Grab a bottle of tartar sauce and slip on a pair of shades—the future of fish farming is bright.
Seafood sensation: According to the UN, global fish consumption has jumped an average of 3.1% annually since 1961, outpacing consumption of all other animal proteins combined.
And it’s not slowing down: projections foresee a $245.2B global market by 2027.
Asia maintains the lion(fish)’s share of global aquaculture production (a whopping 92%), but in the U.S., most seafood we consume comes from overseas:
- Americans import 90% of their seafood.
- Over two-thirds of imports are farmed fish.
- The U.S. ranks 17th globally in aquaculture production.
Climate issues and the global market could prod the U.S. to dive deeper into fish farming, too.
Flying fish: Hot temperatures out west have prompted scientists to lend salmon a helping fin by shooting them over dams with air cannons—aiding with migration before they’re fried in their native rivers and streams.
With the future of these species in jeopardy, aquaculture may be the only sustainable solution to keeping our Friday night seafood buffets.
And a recent survey released by the Environmental Defense Fund shows 84% of American voters support proposals to study and implement more nearshore and offshore sustainable aquaculture operations.
Where this goes: Aquaculture’s bright future is garnering the attention of big meat. Cargill is looking into fish production deals, and JBS SA, the world’s largest meat producer, recently reeled in a big one by acquiring an Australian salmon producer for $314M.

→ **Dataset excerpts**
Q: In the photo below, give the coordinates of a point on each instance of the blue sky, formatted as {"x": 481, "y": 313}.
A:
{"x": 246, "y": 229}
...
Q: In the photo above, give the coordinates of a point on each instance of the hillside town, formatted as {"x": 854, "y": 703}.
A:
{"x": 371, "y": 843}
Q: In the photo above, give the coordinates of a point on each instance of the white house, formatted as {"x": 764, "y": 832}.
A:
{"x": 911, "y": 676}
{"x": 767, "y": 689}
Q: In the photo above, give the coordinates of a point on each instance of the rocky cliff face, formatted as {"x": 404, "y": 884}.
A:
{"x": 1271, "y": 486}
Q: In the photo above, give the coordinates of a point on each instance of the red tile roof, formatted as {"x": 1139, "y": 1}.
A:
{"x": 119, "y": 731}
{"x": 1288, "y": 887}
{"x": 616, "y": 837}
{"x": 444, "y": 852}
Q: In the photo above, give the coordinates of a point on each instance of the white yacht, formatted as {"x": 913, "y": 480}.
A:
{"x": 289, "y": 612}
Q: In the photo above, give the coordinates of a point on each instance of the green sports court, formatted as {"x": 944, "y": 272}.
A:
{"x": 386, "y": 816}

→ **Problem to solve**
In the passage on fish farming, take the stretch that begins with "And it’s not" and ends with "of their seafood." and rewrite it with "global" substituted by "worldwide".

→ **Solution to this exercise**
And it’s not slowing down: projections foresee a $245.2B worldwide market by 2027.
Asia maintains the lion(fish)’s share of worldwide aquaculture production (a whopping 92%), but in the U.S., most seafood we consume comes from overseas:
- Americans import 90% of their seafood.